** Document excerpt **
****

The homeless man who called himself "Emmanuel" was clean and relatively well groomed when Lois Smart first met him on the streets of downtown Salt Lake City, Utah, in November 2001. Some of her children were with her, including fourteen-year-old Elizabeth and nine-year-old Mary Katherine. Polite and soft-spoken, Emmanuel was begging for change. He said his calling in life was to be a minister for the homeless.
But if the Smarts had known more about Emmanuel, they might not have invited him to their home and introduced him to their six children. His real name was Brian David Mitchell, age 48, and he had only recently cleaned himself up to be more presentable for panhandling. Normally his hair and beard were long and shaggy, and he usually wore white robes that gave him the appearance of a Biblical prophet.
Brian David Mitchell had a troubled background. His father, Shirl Mitchell, a social worker, had some odd ideas about childrearing. He tried to teach his eight-year-old son about sex by showing the boy graphic pictures from a medical journal and leaving other sexual material around the house where Brian could find it. When Brian David Mitchell was twelve, his father drove him to an unfamiliar part of Salt Lake City and told him to find his way home by himself. By the age of 16, Brian had started acting out and was caught exposing himself to a child. He was sent to live with his grandmother, but it wasn't long before he got involved with drugs and alcohol and dropped out of school. He got married at age 19 and fathered two children, but the marriage did not last, and he fled to New Hampshire to keep his ex-wife from gaining custody of the kids.

****

** Excerpted data **
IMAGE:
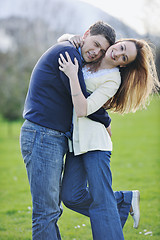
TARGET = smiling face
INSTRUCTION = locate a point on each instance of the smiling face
(121, 54)
(94, 47)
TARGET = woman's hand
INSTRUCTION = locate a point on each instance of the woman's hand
(67, 66)
(109, 130)
(76, 40)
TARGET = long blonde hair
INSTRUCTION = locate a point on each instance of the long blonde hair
(138, 80)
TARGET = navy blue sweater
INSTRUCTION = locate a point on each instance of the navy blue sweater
(48, 102)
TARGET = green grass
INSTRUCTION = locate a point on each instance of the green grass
(135, 164)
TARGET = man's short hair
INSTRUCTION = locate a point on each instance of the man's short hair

****

** Task list **
**a.** In the Brian David Mitchell text, how old was Mitchell when he got married?
**b.** Please rewrite the stretch of the Brian David Mitchell text from "The homeless man" through "a Biblical prophet.", replacing "panhandling" with "begging".
The entries play no part in this.

** Solutions to the problems **
**a.** He was 19.

**b.**
The homeless man who called himself "Emmanuel" was clean and relatively well groomed when Lois Smart first met him on the streets of downtown Salt Lake City, Utah, in November 2001. Some of her children were with her, including fourteen-year-old Elizabeth and nine-year-old Mary Katherine. Polite and soft-spoken, Emmanuel was begging for change. He said his calling in life was to be a minister for the homeless.
But if the Smarts had known more about Emmanuel, they might not have invited him to their home and introduced him to their six children. His real name was Brian David Mitchell, age 48, and he had only recently cleaned himself up to be more presentable for begging. Normally his hair and beard were long and shaggy, and he usually wore white robes that gave him the appearance of a Biblical prophet.